Questions Presented: First,whether the analytical framework developed in Stevens v. Secretary of Department of Health & Human Services, 99-594V, 2001 WL 387418 (Fed. Cl. 2001) impermissibly raised the burden of proof for showing causation under the Vaccine Act. Second, whether the evidence presented at trial was sufficient to prove by a preponderance of the evidence that the TT vaccination proximately caused Althen’s injuries.

Holdings: First,yes, the Stevens Prongs materially altered the statutory burden of proof under the Vaccine Act and therefore are erroneous as a matter of law. Second,yes, Althen established by a preponderance of the evidence that the TT vaccination caused her central nervous system demyelinating disorder.

■ **DATASET EXCERPT**:
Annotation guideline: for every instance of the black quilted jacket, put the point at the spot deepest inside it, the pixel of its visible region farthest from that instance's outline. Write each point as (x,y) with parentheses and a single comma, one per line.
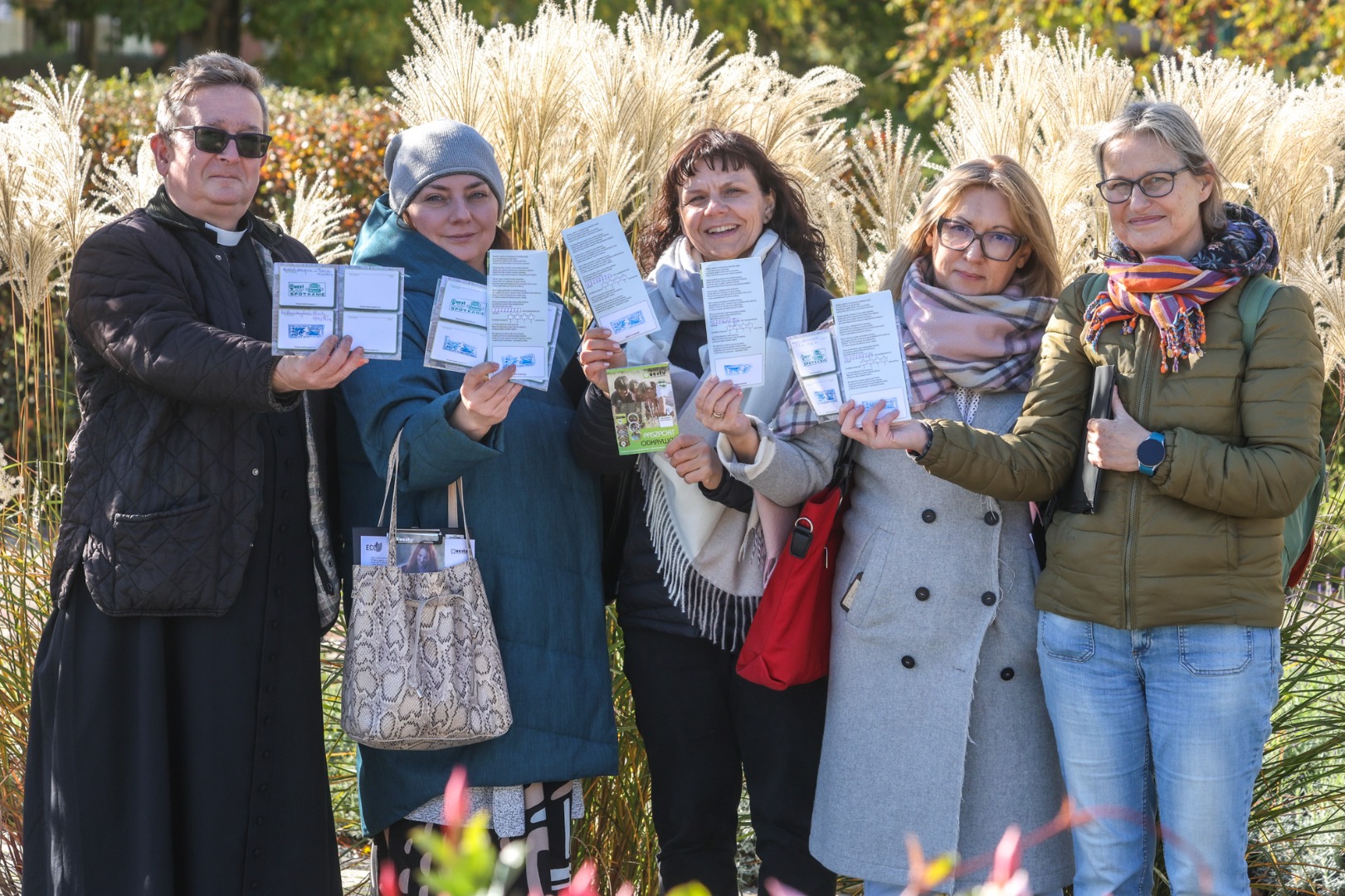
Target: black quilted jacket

■ **TASK TO CARRY OUT**:
Reproduce, word for word, the part of the Vaccine Act case summary that begins at the words "Holdings: First,yes, the" and ends after the words "system demyelinating disorder.".

■ **TASK SOLUTION**:
Holdings: First,yes, the Stevens Prongs materially altered the statutory burden of proof under the Vaccine Act and therefore are erroneous as a matter of law. Second,yes, Althen established by a preponderance of the evidence that the TT vaccination caused her central nervous system demyelinating disorder.